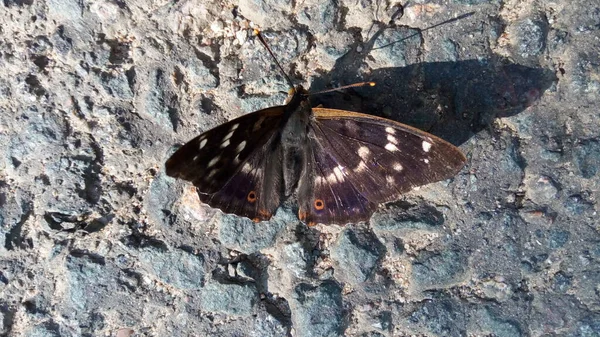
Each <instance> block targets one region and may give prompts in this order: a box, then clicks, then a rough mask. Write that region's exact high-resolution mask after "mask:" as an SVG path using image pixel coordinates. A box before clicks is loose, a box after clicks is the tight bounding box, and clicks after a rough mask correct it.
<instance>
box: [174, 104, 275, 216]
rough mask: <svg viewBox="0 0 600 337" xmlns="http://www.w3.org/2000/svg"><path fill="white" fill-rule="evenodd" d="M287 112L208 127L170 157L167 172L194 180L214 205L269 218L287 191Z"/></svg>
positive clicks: (198, 189)
mask: <svg viewBox="0 0 600 337" xmlns="http://www.w3.org/2000/svg"><path fill="white" fill-rule="evenodd" d="M283 111H284V107H282V106H279V107H272V108H267V109H263V110H259V111H256V112H253V113H250V114H247V115H244V116H242V117H239V118H237V119H234V120H232V121H230V122H227V123H225V124H223V125H220V126H218V127H216V128H214V129H212V130H209V131H206V132H205V133H203V134H201V135H200V136H198V137H196V138H194V139H192V140H191V141H189V142H188V143H186V144H185V145H183V146H182V147H181V148H180V149H179V150H177V151H176V152H175V153H174V154H173V155H172V156H171V158H169V159H168V160H167V162H166V164H165V167H166V172H167V175H169V176H172V177H175V178H180V179H184V180H188V181H191V182H192V183H193V184H194V185H195V186H196V188H197V190H198V195H199V196H200V200H202V202H204V203H207V204H209V205H210V206H211V207H214V208H218V209H220V210H222V211H223V212H225V213H231V214H236V215H239V216H243V217H247V218H250V219H253V220H255V221H259V220H268V219H269V218H271V215H272V214H273V213H274V212H275V210H276V209H277V207H278V206H279V205H280V203H281V198H282V195H283V194H282V191H281V189H282V186H283V185H282V184H283V181H282V179H283V175H282V172H283V171H282V170H283V168H282V157H283V155H282V148H281V146H280V140H279V137H280V123H281V120H282V115H283Z"/></svg>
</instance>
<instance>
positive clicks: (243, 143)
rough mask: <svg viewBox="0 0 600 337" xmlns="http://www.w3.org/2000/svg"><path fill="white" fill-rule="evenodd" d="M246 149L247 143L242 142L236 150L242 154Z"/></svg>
mask: <svg viewBox="0 0 600 337" xmlns="http://www.w3.org/2000/svg"><path fill="white" fill-rule="evenodd" d="M245 147H246V141H245V140H244V141H242V142H241V143H240V144H239V145H238V146H237V147H236V148H235V153H240V152H242V150H243V149H244V148H245Z"/></svg>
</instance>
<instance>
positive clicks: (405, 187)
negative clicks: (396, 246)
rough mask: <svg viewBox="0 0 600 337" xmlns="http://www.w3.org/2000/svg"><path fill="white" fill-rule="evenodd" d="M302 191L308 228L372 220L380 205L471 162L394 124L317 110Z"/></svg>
mask: <svg viewBox="0 0 600 337" xmlns="http://www.w3.org/2000/svg"><path fill="white" fill-rule="evenodd" d="M313 113H314V119H313V120H312V121H311V124H310V127H309V146H308V149H307V157H308V159H307V161H306V168H305V172H304V174H303V176H302V178H301V180H300V182H299V185H298V199H299V200H300V202H301V205H300V212H299V213H300V216H301V218H302V219H303V220H305V221H306V222H308V223H324V224H331V223H337V224H346V223H349V222H358V221H363V220H368V219H369V218H370V217H371V215H372V214H373V212H374V211H375V209H376V208H377V206H378V204H380V203H383V202H387V201H392V200H396V199H398V197H399V196H400V195H401V194H402V193H404V192H407V191H410V190H411V189H413V188H415V187H417V186H421V185H425V184H429V183H432V182H435V181H439V180H443V179H447V178H449V177H452V176H453V175H455V174H456V173H457V172H458V171H459V170H460V169H461V168H462V167H463V166H464V164H465V161H466V158H465V156H464V155H463V154H462V153H461V152H460V150H459V149H458V148H456V147H455V146H453V145H452V144H450V143H448V142H446V141H444V140H442V139H440V138H438V137H435V136H433V135H431V134H428V133H426V132H423V131H421V130H418V129H415V128H412V127H410V126H407V125H404V124H400V123H398V122H394V121H391V120H387V119H383V118H379V117H375V116H369V115H364V114H359V113H354V112H350V111H343V110H332V109H320V108H313Z"/></svg>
■ ■ ■ ■ ■
Exercise requirements >> Please reproduce, word for word, every line from the first line of the records above through the line containing "positive clicks: (243, 143)", and leave out the pictures.

Answer to the problem >>
Each <instance> block targets one region and may give prompts in this order: a box, then clicks, then a rough mask. Write that region's exact high-resolution mask after "mask:" as an SVG path using image pixel coordinates. A box before clicks is loose, a box after clicks is the tight bounding box, and clicks after a rough mask correct it.
<instance>
box: [174, 104, 275, 216]
rough mask: <svg viewBox="0 0 600 337" xmlns="http://www.w3.org/2000/svg"><path fill="white" fill-rule="evenodd" d="M287 112L208 127L170 157L167 172L194 180L214 205L269 218L287 191Z"/></svg>
positive clicks: (198, 189)
mask: <svg viewBox="0 0 600 337" xmlns="http://www.w3.org/2000/svg"><path fill="white" fill-rule="evenodd" d="M283 111H284V107H282V106H279V107H272V108H267V109H263V110H259V111H256V112H253V113H250V114H247V115H244V116H242V117H239V118H237V119H234V120H232V121H230V122H227V123H225V124H223V125H220V126H218V127H216V128H214V129H212V130H209V131H206V132H205V133H203V134H201V135H200V136H198V137H196V138H194V139H192V140H191V141H189V142H188V143H186V144H185V145H183V146H182V147H181V148H180V149H179V150H177V151H176V152H175V153H174V154H173V155H172V156H171V158H169V159H168V160H167V162H166V164H165V167H166V172H167V175H169V176H172V177H175V178H180V179H184V180H188V181H191V182H192V183H193V184H194V185H195V186H196V188H197V190H198V195H199V196H200V200H202V202H204V203H207V204H209V205H210V206H211V207H214V208H218V209H220V210H222V211H223V212H225V213H231V214H236V215H239V216H243V217H247V218H250V219H253V220H255V221H259V220H268V219H269V218H271V215H272V214H273V213H274V212H275V210H276V209H277V207H278V206H279V205H280V203H281V198H282V195H283V194H282V191H281V189H282V186H283V185H282V184H283V181H282V179H283V175H282V172H283V171H282V170H283V168H282V157H283V155H282V148H281V146H280V140H279V137H280V123H281V120H282V115H283Z"/></svg>
</instance>
<instance>
positive clicks: (243, 143)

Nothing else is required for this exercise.